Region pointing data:
○ ○ ○ ○
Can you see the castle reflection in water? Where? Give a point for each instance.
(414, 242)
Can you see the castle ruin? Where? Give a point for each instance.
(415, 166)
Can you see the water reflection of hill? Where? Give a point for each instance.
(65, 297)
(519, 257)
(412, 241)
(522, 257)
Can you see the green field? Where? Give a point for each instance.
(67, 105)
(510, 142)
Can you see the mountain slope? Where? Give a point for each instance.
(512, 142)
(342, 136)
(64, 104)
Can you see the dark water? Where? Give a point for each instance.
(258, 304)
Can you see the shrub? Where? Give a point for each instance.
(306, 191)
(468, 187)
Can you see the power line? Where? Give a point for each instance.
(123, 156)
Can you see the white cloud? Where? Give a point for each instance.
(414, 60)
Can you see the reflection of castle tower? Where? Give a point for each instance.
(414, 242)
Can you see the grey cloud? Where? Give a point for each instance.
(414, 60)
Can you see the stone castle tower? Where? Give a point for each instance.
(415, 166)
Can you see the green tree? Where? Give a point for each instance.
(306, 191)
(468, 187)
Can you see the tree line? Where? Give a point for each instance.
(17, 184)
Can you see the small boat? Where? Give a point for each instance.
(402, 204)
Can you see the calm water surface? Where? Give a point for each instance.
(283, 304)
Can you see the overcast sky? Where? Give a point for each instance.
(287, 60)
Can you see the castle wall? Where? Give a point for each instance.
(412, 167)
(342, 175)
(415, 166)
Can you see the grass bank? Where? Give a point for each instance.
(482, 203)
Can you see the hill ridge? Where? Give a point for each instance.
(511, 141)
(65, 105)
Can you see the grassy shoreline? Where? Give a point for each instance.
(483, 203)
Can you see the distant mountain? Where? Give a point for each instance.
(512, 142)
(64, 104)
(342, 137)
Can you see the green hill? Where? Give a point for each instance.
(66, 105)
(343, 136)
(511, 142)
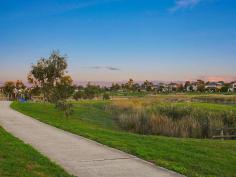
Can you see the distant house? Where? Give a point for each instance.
(213, 86)
(173, 87)
(162, 87)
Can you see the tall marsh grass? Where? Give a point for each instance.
(168, 119)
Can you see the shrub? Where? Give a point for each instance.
(65, 107)
(106, 96)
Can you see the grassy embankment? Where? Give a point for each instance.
(20, 160)
(192, 157)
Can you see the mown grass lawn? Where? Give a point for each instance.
(20, 160)
(192, 157)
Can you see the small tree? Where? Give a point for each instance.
(106, 96)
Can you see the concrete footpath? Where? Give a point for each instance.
(77, 155)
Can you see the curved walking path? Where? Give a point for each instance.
(79, 156)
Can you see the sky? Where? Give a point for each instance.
(114, 40)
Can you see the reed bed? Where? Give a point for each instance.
(169, 119)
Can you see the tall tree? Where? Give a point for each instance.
(46, 73)
(9, 89)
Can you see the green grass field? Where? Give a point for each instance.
(20, 160)
(192, 157)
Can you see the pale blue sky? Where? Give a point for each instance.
(118, 39)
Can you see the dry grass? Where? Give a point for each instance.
(151, 116)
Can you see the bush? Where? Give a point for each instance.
(65, 107)
(106, 96)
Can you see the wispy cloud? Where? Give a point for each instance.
(183, 4)
(85, 4)
(105, 67)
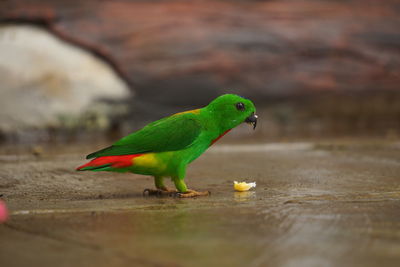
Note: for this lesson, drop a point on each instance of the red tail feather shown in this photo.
(113, 161)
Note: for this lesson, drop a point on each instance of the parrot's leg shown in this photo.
(185, 192)
(161, 188)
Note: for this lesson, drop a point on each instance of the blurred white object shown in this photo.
(45, 80)
(243, 186)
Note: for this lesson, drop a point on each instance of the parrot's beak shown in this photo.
(252, 119)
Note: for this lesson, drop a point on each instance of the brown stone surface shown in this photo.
(180, 52)
(328, 204)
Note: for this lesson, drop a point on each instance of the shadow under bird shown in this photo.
(164, 148)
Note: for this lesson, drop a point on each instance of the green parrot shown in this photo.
(165, 147)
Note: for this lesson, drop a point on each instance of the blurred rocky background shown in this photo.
(314, 68)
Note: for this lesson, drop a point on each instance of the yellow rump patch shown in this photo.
(147, 160)
(194, 111)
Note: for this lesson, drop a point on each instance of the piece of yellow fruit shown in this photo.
(243, 186)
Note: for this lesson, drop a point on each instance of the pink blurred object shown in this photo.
(3, 212)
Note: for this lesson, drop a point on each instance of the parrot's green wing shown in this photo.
(169, 134)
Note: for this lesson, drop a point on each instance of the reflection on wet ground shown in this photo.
(313, 206)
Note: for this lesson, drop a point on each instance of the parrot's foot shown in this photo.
(192, 193)
(159, 192)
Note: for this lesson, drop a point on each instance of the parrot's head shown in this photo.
(231, 110)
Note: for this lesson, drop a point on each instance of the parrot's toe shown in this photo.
(193, 193)
(159, 192)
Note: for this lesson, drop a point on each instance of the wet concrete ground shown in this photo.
(330, 204)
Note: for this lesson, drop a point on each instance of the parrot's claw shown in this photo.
(159, 192)
(193, 193)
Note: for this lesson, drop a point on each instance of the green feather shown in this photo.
(169, 134)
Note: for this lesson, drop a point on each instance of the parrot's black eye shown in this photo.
(240, 106)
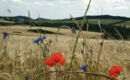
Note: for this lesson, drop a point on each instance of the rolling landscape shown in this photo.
(89, 47)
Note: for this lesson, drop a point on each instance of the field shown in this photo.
(23, 58)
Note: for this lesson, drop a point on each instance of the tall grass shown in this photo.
(22, 59)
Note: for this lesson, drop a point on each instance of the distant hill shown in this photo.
(15, 18)
(102, 17)
(42, 19)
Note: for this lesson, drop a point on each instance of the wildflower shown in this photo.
(37, 40)
(49, 62)
(114, 71)
(73, 30)
(55, 58)
(5, 34)
(44, 37)
(26, 78)
(84, 67)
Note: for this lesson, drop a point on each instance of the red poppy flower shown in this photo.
(55, 58)
(49, 62)
(114, 71)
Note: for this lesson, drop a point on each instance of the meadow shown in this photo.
(25, 58)
(31, 52)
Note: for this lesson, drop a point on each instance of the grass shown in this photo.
(22, 59)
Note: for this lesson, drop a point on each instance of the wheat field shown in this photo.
(24, 58)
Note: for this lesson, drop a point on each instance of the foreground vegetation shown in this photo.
(57, 57)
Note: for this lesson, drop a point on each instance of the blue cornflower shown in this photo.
(44, 37)
(26, 78)
(5, 34)
(37, 40)
(84, 67)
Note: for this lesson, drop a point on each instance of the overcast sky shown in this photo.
(59, 9)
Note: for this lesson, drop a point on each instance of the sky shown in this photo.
(60, 9)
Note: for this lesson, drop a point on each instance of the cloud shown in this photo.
(17, 1)
(121, 8)
(64, 1)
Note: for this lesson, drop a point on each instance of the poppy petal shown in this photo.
(49, 62)
(62, 61)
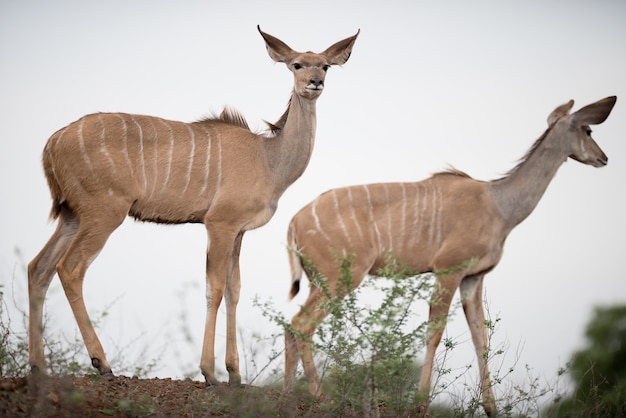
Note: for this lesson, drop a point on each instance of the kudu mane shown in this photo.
(232, 116)
(451, 171)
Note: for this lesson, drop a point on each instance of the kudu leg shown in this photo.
(298, 344)
(220, 278)
(472, 297)
(233, 287)
(437, 317)
(41, 270)
(92, 234)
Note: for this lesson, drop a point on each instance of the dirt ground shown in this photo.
○ ○ ○ ○
What is needed:
Return the data above unchanged. Pictures are not part of the copy.

Problem solution:
Can you see the castle reflection in water? Where? Give a point for each instance.
(414, 242)
Can you see the castle ruin? Where? Give a point for each instance.
(415, 166)
Can you see the water reflection of hill? Where? Give a point for each instance.
(65, 297)
(519, 257)
(412, 241)
(522, 257)
Can you see the green field? Where? Give a point for each instance.
(67, 105)
(510, 142)
Can you see the mountain slope? Where? Give a point for each instance.
(512, 142)
(342, 136)
(64, 104)
Can you see the dark water? Where? Give a point for each instance.
(258, 304)
Can you see the shrub? Where? Give a point for each instance.
(306, 191)
(468, 187)
Can you see the power line? Where? Give a point for each instance.
(123, 156)
Can you see the white cloud? Where? Give a point for each instance.
(414, 60)
Can you see the reflection of castle tower? Where? Give a point for each instance.
(414, 242)
Can you see the grey cloud? Where? Give a point for each instance.
(414, 60)
Can you see the stone castle tower? Where? Give a point for each instance.
(415, 166)
Can you see the green tree? Where? Give a point for each instance.
(306, 191)
(468, 187)
Can you see the tree line? Where? Give a point for each instance.
(17, 184)
Can you see the small boat? Where? Give a point for each instance.
(402, 204)
Can you see the calm water surface? Where? Give a point for each instance.
(283, 304)
Can you see the overcast sky? Where? Give a point for each instance.
(287, 60)
Can you see the castle wall? Where? Give a point for each instance.
(412, 167)
(342, 175)
(415, 166)
Can you see the grass bank? Where? Give a point for each instance.
(482, 203)
Can you see the hill ridge? Where? Give a point for each instance.
(511, 141)
(65, 105)
Can you see the grassy shoreline? Where? Give a point for each instance.
(483, 203)
Can you see the distant mountain? Where? Give a point for each instance.
(512, 142)
(64, 104)
(342, 137)
Can you see the green hill? Where? Give a point for each instance.
(66, 105)
(343, 136)
(511, 142)
Can you see the distant house? Where? Give a point for each instance.
(213, 86)
(173, 87)
(162, 87)
Can you see the tall marsh grass? Where? Give a point for each instance.
(168, 119)
Can you see the shrub? Where? Give a point for each instance.
(65, 107)
(106, 96)
Can you see the grassy embankment? Where? Give a point for each instance.
(20, 160)
(192, 157)
Can you see the mown grass lawn? Where? Give a point for each instance.
(20, 160)
(192, 157)
Can you see the small tree? Where? Give a point for each instance.
(106, 96)
Can you see the concrete footpath? Where? Give a point for each instance.
(77, 155)
Can you see the curved walking path? Where? Give a point for each instance.
(79, 156)
Can you see the sky? Where? Give a point for each instance.
(114, 40)
Can you see the reed bed? Where? Give a point for each instance.
(169, 119)
Can you see the tall tree? Where? Give a point for each instance.
(46, 73)
(9, 89)
Can you see the green grass field? Where? Give a point for each instance.
(20, 160)
(192, 157)
Can you see the pale blue sky? Where? Give a point for each instance.
(118, 39)
Can you see the dry grass? Where? Give a point for each instance.
(151, 116)
Can you see the bush? Where? Give a point for each instance.
(65, 107)
(106, 96)
Can you see the wispy cloud? Where? Give a point for each instance.
(183, 4)
(85, 4)
(105, 67)
Note: for this lesson, drop a point on each instance of the red tail feather shown in this photo.
(113, 161)
Note: for this lesson, drop a point on each instance of the parrot's leg shown in this photo.
(185, 192)
(161, 188)
Note: for this lesson, drop a point on each instance of the blurred white object shown in this photo.
(45, 80)
(243, 186)
Note: for this lesson, drop a point on each instance of the parrot's beak shown in this photo.
(252, 119)
Note: for this lesson, drop a point on each instance of the brown stone surface shown in this photo.
(180, 52)
(328, 204)
Note: for this lesson, drop a point on each instance of the shadow under bird shown in this photo.
(164, 148)
Note: for this lesson, drop a point on each instance of the green parrot shown in this photo.
(165, 147)
Note: for this lesson, drop a point on each instance of the blurred rocky background shown in this photo.
(314, 68)
Note: for this lesson, drop a point on each instance of the yellow rump patch shown in this photo.
(147, 160)
(194, 111)
Note: for this lesson, drop a point on each instance of the piece of yellow fruit shown in this photo.
(243, 186)
Note: for this lesson, drop a point on each instance of the pink blurred object shown in this photo.
(3, 212)
Note: for this lesson, drop a point on each instance of the parrot's green wing shown in this photo.
(169, 134)
Note: for this lesson, drop a point on each instance of the reflection on wet ground shown in this photo.
(313, 206)
Note: for this lesson, drop a point on each instance of the parrot's foot shown in this photo.
(192, 193)
(159, 192)
Note: for this lesson, drop a point on each instance of the parrot's head shown in this photo.
(231, 110)
Note: for this lesson, drop a point on each instance of the parrot's toe shown in this photo.
(193, 193)
(159, 192)
Note: for this lesson, drop a point on each instance of the wet concrete ground shown in this photo.
(330, 204)
Note: for this lesson, drop a point on each instance of the parrot's claw shown in this photo.
(159, 192)
(193, 193)
Note: for this lesson, drop a point on each instance of the green feather shown in this photo.
(169, 134)
Note: for this lesson, drop a point on each instance of the parrot's black eye shown in this photo.
(240, 106)
Note: for this lesson, drop a point on each instance of the rolling landscape shown in this photo.
(89, 47)
Note: for this lesson, drop a point on each instance of the field shown in this photo.
(23, 58)
Note: for this lesson, drop a point on each instance of the tall grass shown in this photo.
(22, 59)
Note: for this lesson, drop a point on each instance of the distant hill shown in this photo.
(15, 18)
(102, 17)
(42, 19)
Note: for this lesson, drop a point on each instance of the wildflower shown in this photo.
(37, 40)
(49, 62)
(114, 71)
(73, 30)
(55, 58)
(5, 34)
(44, 37)
(26, 78)
(84, 67)
Note: for this lesson, drop a point on each instance of the red poppy flower shown in this photo.
(55, 58)
(49, 62)
(114, 71)
Note: for this lesson, drop a point on each instance of the meadow shown in this photo.
(25, 58)
(31, 52)
Note: for this lesson, drop a point on each instance of the grass shown in this photo.
(22, 59)
Note: for this lesson, drop a point on each instance of the wheat field shown in this photo.
(24, 58)
Note: for this lesson, drop a point on each instance of the foreground vegetation shown in this photo.
(57, 57)
Note: for this lesson, drop a point on each instance of the blue cornflower shown in this photo.
(44, 37)
(26, 78)
(5, 34)
(37, 40)
(84, 67)
Note: for this lesson, drop a point on each instance of the overcast sky shown in this photo.
(59, 9)
Note: for this lesson, drop a point on each instance of the sky shown in this photo.
(60, 9)
Note: for this lesson, drop a point on each instance of the cloud shown in this photo.
(17, 1)
(121, 8)
(64, 1)
Note: for this lesson, drop a point on each instance of the poppy petal shown in this photo.
(49, 62)
(62, 61)
Note: for this lesson, drop a point on each instance of the kudu mane shown in this photo.
(232, 116)
(451, 171)
Note: for this lesson, drop a point on each instance of the kudu leg shown in this photo.
(298, 344)
(220, 278)
(472, 297)
(233, 287)
(437, 317)
(41, 270)
(92, 234)
Note: for this lesson, drop a point on each instance of the dirt ground shown in this photo.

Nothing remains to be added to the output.